* _WORK INSTRUCTIONS_
Please give back the listing exactly, without any of its pictures.

* _EXERCISE INPUTS_
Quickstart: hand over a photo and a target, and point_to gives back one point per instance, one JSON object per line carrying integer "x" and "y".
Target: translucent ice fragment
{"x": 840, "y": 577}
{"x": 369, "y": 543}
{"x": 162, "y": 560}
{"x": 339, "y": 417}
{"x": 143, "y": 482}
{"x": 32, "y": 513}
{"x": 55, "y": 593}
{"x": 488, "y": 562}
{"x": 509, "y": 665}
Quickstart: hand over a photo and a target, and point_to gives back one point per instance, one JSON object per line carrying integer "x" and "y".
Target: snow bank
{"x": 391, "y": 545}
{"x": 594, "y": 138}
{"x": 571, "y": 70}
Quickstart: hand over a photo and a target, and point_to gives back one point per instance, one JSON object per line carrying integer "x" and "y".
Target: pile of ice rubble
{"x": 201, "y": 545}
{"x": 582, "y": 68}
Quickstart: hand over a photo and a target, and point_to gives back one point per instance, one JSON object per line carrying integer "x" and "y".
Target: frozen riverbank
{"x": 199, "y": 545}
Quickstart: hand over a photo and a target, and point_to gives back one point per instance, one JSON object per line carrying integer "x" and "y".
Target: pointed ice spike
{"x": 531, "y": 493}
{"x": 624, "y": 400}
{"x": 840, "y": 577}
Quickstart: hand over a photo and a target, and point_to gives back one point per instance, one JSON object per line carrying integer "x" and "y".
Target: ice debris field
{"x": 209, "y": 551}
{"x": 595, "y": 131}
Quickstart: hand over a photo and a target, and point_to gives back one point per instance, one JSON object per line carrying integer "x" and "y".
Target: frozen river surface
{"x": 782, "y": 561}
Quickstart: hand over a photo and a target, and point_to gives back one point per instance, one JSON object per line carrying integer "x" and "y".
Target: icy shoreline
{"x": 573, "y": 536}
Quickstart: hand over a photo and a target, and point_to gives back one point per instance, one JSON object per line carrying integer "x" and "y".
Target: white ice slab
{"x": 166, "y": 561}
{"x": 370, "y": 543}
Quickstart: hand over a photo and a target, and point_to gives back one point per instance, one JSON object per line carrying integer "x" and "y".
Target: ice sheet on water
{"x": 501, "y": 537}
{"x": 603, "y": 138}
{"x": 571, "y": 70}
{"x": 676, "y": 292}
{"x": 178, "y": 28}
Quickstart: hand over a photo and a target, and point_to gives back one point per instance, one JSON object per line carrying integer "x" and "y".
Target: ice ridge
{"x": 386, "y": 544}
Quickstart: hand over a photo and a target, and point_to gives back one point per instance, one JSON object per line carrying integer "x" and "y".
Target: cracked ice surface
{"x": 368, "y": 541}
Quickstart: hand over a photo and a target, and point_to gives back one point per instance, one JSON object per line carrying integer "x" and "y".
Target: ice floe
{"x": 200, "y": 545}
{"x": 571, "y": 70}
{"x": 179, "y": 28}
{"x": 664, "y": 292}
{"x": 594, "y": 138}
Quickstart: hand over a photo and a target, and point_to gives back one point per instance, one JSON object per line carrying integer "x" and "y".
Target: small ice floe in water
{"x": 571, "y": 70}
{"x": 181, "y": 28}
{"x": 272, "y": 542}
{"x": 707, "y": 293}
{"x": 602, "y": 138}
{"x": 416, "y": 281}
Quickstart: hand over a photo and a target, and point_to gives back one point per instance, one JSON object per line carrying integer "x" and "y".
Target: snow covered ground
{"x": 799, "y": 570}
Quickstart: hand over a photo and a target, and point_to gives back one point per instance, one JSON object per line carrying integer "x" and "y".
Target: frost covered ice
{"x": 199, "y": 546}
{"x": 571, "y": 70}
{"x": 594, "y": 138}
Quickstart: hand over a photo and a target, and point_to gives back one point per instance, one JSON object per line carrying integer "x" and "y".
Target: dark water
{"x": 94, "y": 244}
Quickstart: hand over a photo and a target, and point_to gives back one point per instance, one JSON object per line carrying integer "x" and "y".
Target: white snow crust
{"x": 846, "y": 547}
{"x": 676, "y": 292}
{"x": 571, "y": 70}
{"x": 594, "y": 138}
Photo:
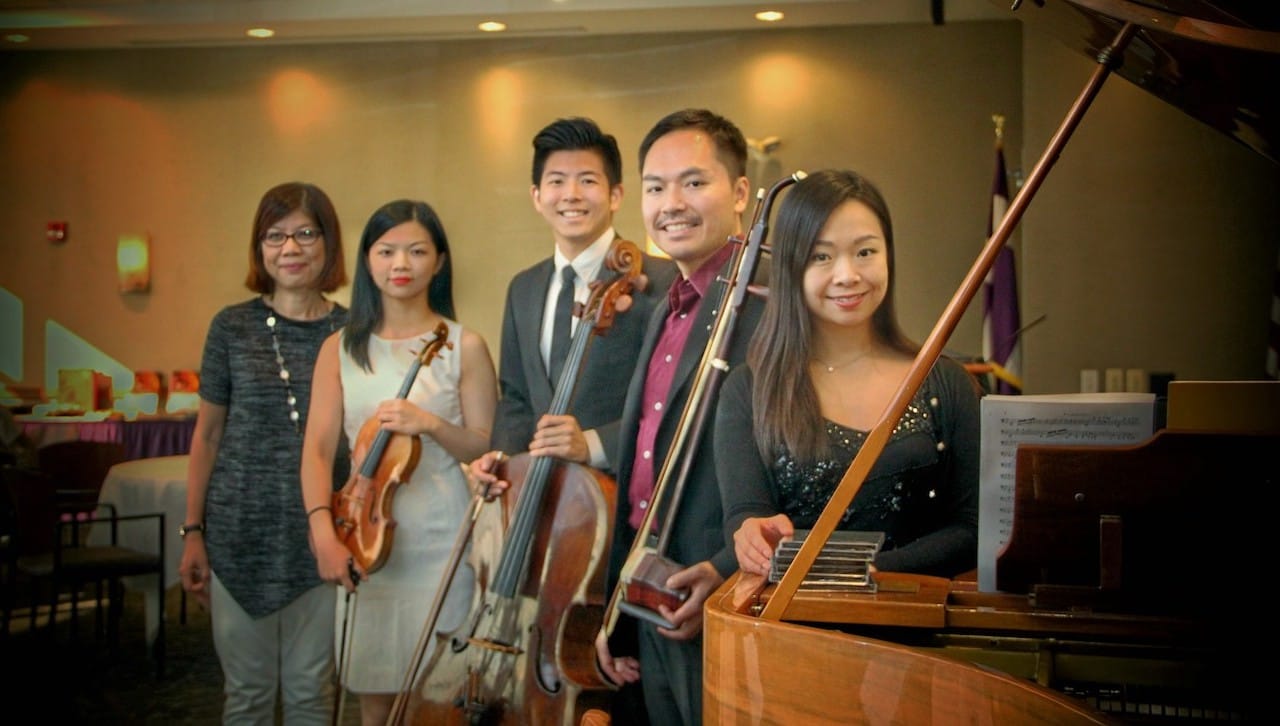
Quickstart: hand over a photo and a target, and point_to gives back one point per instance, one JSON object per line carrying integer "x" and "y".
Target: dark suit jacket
{"x": 699, "y": 526}
{"x": 611, "y": 357}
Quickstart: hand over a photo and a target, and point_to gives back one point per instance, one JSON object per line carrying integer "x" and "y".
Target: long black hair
{"x": 366, "y": 300}
{"x": 786, "y": 414}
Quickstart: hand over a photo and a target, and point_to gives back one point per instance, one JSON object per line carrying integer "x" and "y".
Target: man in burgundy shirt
{"x": 694, "y": 191}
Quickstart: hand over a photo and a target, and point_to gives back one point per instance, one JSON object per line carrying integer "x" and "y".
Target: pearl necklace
{"x": 284, "y": 373}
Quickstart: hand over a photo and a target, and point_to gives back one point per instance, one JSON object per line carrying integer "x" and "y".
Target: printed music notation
{"x": 1079, "y": 419}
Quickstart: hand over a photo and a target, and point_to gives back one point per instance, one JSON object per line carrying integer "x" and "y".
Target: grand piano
{"x": 1132, "y": 587}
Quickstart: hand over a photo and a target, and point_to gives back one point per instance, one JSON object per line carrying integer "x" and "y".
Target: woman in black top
{"x": 824, "y": 363}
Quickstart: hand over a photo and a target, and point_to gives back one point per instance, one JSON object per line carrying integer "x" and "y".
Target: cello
{"x": 525, "y": 653}
{"x": 362, "y": 507}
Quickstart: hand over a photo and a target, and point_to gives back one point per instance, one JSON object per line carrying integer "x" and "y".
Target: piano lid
{"x": 1217, "y": 60}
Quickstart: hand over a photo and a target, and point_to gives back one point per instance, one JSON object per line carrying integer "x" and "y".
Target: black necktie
{"x": 563, "y": 323}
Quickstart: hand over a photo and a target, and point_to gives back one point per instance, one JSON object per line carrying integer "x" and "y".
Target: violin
{"x": 526, "y": 652}
{"x": 362, "y": 507}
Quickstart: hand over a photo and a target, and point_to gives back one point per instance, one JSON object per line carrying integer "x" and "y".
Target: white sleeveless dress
{"x": 392, "y": 606}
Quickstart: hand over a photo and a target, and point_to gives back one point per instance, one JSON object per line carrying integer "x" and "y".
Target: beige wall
{"x": 1151, "y": 246}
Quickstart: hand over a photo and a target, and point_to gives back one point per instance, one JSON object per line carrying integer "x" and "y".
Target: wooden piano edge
{"x": 762, "y": 671}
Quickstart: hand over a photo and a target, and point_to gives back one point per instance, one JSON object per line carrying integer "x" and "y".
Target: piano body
{"x": 1130, "y": 590}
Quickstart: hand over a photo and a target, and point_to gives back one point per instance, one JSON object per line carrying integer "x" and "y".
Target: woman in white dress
{"x": 402, "y": 292}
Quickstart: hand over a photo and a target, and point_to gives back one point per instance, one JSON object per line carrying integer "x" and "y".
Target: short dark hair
{"x": 278, "y": 202}
{"x": 730, "y": 142}
{"x": 577, "y": 133}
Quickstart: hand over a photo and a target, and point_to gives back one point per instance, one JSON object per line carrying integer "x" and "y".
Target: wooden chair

* _ANSWER TO THE PROBLEM_
Quickstart: hand over a photo and a target, and point_to gives back one point per instance, one JSON object per line carrying integer "x" and "y".
Target: translucent ice fragment
{"x": 840, "y": 577}
{"x": 369, "y": 543}
{"x": 162, "y": 560}
{"x": 339, "y": 417}
{"x": 143, "y": 482}
{"x": 32, "y": 513}
{"x": 55, "y": 593}
{"x": 488, "y": 562}
{"x": 509, "y": 665}
Quickstart: hand over a photo and a target, and point_to gives back one point per instance, one JSON object per line carrying integer "x" and "y".
Target: snow bank
{"x": 391, "y": 545}
{"x": 594, "y": 138}
{"x": 571, "y": 70}
Quickstart: hand over a photo and a target, and point_to gives back one point per instance, one JSON object per line carrying integer "x" and "y".
Target: pile of ice rubble
{"x": 201, "y": 545}
{"x": 582, "y": 68}
Quickstart: hand over a photo and a target, and point_to gives back one point per instance, one JSON object per line carrying integer "x" and "y".
Target: frozen riverbank
{"x": 199, "y": 545}
Quickstart: hand over a photo and a target, and point_to gives back one point per instance, one JSON object per line carrying integer "x" and "y".
Target: pointed ice spike
{"x": 531, "y": 493}
{"x": 624, "y": 400}
{"x": 840, "y": 577}
Quickstart: hand over a photo and a target, and point_to gives back one point per instance, one JSON object per line carrying integer "x" and "y".
Target: ice debris field
{"x": 209, "y": 551}
{"x": 595, "y": 131}
Quickstart: hand over a photo and a target, and point_to gives back one point per instance, one JSON object per line carrying integer "x" and "y".
Target: frozen river surface
{"x": 782, "y": 561}
Quickstart: hand over a photo and a target, and point_to gives back one point per instance, one JSON object per line carrying integer "x" and "y".
Target: icy shoreline
{"x": 573, "y": 536}
Quickstart: hand over a photo and a target, and point_to gives back one point per instance, one JSON object per line carrying integer "x" and "y".
Target: white ice slab
{"x": 166, "y": 561}
{"x": 370, "y": 543}
Quickstart: hand over a photo and a target, and point_to gives back one point per instance, one JSON object per line carrying integer "x" and "y".
Target: ice sheet on water
{"x": 501, "y": 537}
{"x": 603, "y": 138}
{"x": 571, "y": 70}
{"x": 676, "y": 292}
{"x": 178, "y": 28}
Quickstart: hand over a photo and a target, and point_to gives back one point per instance, one JSON object per line carrying integer "x" and "y".
Target: ice ridge
{"x": 386, "y": 544}
Quickstart: hand over a photo and a target, and point_to gives back one point per instance, one JSON object per line carrying integer "x" and "y".
Target: cracked ice surface
{"x": 368, "y": 541}
Quickstart: hand over a photo and a target, and point_to gives back one point per instance, one JSON object per line carrying integer "x" and "y".
Target: ice floe
{"x": 200, "y": 545}
{"x": 571, "y": 70}
{"x": 179, "y": 28}
{"x": 664, "y": 292}
{"x": 594, "y": 138}
Quickstart: hand over a photo and a target, and point_to gives back one point per instance, one JSON object per line carrying integer "x" and "y".
Target: small ice floe in water
{"x": 571, "y": 70}
{"x": 181, "y": 28}
{"x": 272, "y": 542}
{"x": 707, "y": 293}
{"x": 602, "y": 138}
{"x": 416, "y": 281}
Quickstart: hand over a photo and a target, and point_to gives back one point per instance, one JSON object per line carrying integer "x" and "y".
Target: snow covered ground
{"x": 799, "y": 570}
Quickstart: hand over a photo and a target, and point_to gives back one point per instance, one JSON object per line carrying integer "x" and "y".
Target: frost covered ice
{"x": 199, "y": 546}
{"x": 571, "y": 70}
{"x": 594, "y": 138}
Quickstart: hand over a photo and a target, and point_to gives back one point per instance, one JSON object per line carrying integer "x" and "y".
Target: dark water
{"x": 94, "y": 244}
Quickstart: hand over a photo and a target, and point_to gives back one point per instance, one JSON object per line carrying integer "x" and "y".
Target: white snow crust
{"x": 846, "y": 547}
{"x": 676, "y": 292}
{"x": 571, "y": 70}
{"x": 594, "y": 138}
Photo:
Quickstart: hand over a photo and a target, and point_to gives back one point per instance, one JSON object per line carrying integer "x" and "y".
Target: dark suit jacket
{"x": 699, "y": 526}
{"x": 611, "y": 357}
Quickstart: hand over a photo and a target, and point_to gives back one point per instance, one JSON object per line carrying integer "x" and "y".
Target: long black hair
{"x": 366, "y": 300}
{"x": 786, "y": 414}
Quickstart: hand over a photo and a target, and point_to gives back one point per instance, one JSON object per line carrying integer "x" and "y".
Target: man in burgundy shirt
{"x": 694, "y": 191}
Quickstart: hand over a photo and a target, and point_to gives back one point per instance, one JSON object per line carrying integer "x" and "y".
Target: pearl necklace
{"x": 284, "y": 373}
Quickstart: hand over a photo and a target, and point_to gives back one point per instance, one JSON object per line carrying integer "x" and "y".
Target: printed music notation
{"x": 1079, "y": 419}
Quickstart: hand over a photo and a target, and point_to gives back one point per instance, one JSON object per line carrying integer "x" and "y".
Target: grand piano
{"x": 1132, "y": 587}
Quickstart: hand over a photo and a target, and point_to gives back one point per instance, one JSON object per line carrying integer "x" and "y".
Target: woman in black top
{"x": 824, "y": 363}
Quickstart: hand over a photo and a target, and point_to gives back one point per instance, one JSON object per line carrying integer "x" and "y".
Target: cello
{"x": 525, "y": 653}
{"x": 362, "y": 507}
Quickstart: hand over a photo and a target, and point_to gives back one point per instance, one JSON object per line carrying integer "x" and "y".
Target: piano lid
{"x": 1217, "y": 60}
Quickstart: hand over a photo and a target, and point_to gives back one point per instance, one JSON object per line carrying integer "x" and "y".
Target: black necktie
{"x": 563, "y": 323}
Quickstart: hand over a photo and a target, and point_to gives back one point per instance, one JSON object per line carrying integer "x" and "y".
Target: violin
{"x": 526, "y": 652}
{"x": 362, "y": 507}
Quickstart: hand over a photo and a target, and point_to gives back one point per instance, one JSON object per line carrying integer "x" and "y".
Target: white sleeveless dress
{"x": 392, "y": 606}
Quickstart: hand over a photo and a target, and point_to gives back one point per instance, one JSON object per line carrying integer "x" and "y".
Target: beige wall
{"x": 1151, "y": 246}
Quickstart: hand over a photo and a target, and point_to gives back one point per instance, one JSON object per line carrying integer "x" and "y".
Target: wooden piano edge
{"x": 762, "y": 671}
Quickstart: hand over a photo and a target, and point_to gives back one point per instance, one JSON object per line carrying integer "x" and "y".
Target: piano body
{"x": 1130, "y": 590}
Quickstart: hand over a photo and a target, and point_to gives back one point per instance, one JSON object per line carrying integer "x" and "y".
Target: woman in white dress
{"x": 402, "y": 292}
Quickstart: hand over a photo and a target, and point_to gives back one point per instance, one JSON object per line carrying integer "x" and "y".
Target: short dark hair
{"x": 278, "y": 202}
{"x": 730, "y": 142}
{"x": 577, "y": 133}
Quickstart: hand over a photo and a target, and point_to gives back one point per instance, one JSON object per line carrying integer "x" and "y".
Target: wooden chair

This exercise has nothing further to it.